> Work instructions
Copy the entries from the line containing "the bird perched" through the end of the entries, changing "branch" to "twig" wherever it occurs and leaving everything else unchanged.

◇ ◇ ◇

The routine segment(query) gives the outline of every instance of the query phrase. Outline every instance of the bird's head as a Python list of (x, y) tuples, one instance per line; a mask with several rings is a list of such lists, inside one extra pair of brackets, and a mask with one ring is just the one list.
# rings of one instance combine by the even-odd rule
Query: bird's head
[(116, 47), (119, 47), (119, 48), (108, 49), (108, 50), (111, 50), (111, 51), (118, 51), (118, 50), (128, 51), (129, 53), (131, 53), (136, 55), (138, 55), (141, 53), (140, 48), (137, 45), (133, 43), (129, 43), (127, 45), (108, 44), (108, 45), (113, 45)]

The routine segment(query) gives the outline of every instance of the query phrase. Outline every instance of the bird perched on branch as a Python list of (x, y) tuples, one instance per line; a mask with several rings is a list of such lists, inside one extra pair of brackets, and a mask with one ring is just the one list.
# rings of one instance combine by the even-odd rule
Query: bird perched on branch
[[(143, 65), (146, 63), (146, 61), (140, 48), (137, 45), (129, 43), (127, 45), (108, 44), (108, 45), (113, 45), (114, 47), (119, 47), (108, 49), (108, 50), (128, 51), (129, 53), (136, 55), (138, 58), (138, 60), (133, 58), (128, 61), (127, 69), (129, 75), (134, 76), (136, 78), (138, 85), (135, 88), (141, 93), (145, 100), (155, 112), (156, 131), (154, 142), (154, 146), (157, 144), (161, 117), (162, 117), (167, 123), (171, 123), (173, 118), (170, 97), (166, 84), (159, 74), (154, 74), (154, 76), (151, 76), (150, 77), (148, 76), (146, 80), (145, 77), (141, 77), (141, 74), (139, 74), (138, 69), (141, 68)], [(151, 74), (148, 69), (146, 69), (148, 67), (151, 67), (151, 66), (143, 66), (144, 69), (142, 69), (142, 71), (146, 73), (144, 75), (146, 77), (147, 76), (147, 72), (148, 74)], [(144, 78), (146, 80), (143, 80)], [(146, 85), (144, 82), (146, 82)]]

◇ ◇ ◇

> The completed task
The routine segment(query) gives the outline of every instance of the query phrase. Outline every instance of the bird perched on twig as a Python list of (x, y) tuples, one instance per line; a mask with several rings is a list of such lists, inside one extra pair of brackets, and a mask with one ring is just the one list.
# rings of one instance combine by the even-odd rule
Query: bird perched on twig
[[(143, 65), (146, 63), (146, 61), (140, 48), (137, 45), (129, 43), (127, 45), (108, 44), (108, 45), (113, 45), (114, 47), (119, 47), (108, 49), (108, 50), (128, 51), (129, 53), (136, 55), (138, 58), (138, 60), (133, 58), (128, 61), (127, 69), (129, 75), (134, 76), (136, 78), (138, 85), (135, 88), (141, 93), (145, 100), (155, 112), (156, 131), (154, 142), (154, 146), (157, 144), (161, 117), (162, 117), (167, 123), (171, 123), (173, 118), (170, 97), (166, 84), (159, 74), (154, 74), (154, 76), (151, 76), (150, 77), (148, 76), (146, 80), (145, 77), (141, 77), (141, 74), (139, 74), (138, 69), (141, 68)], [(151, 74), (148, 69), (146, 69), (148, 67), (151, 67), (151, 66), (143, 66), (144, 69), (142, 69), (142, 71), (146, 73), (144, 75), (146, 77), (147, 76), (147, 72), (148, 74)], [(144, 78), (146, 80), (143, 80)], [(146, 85), (144, 82), (146, 82)]]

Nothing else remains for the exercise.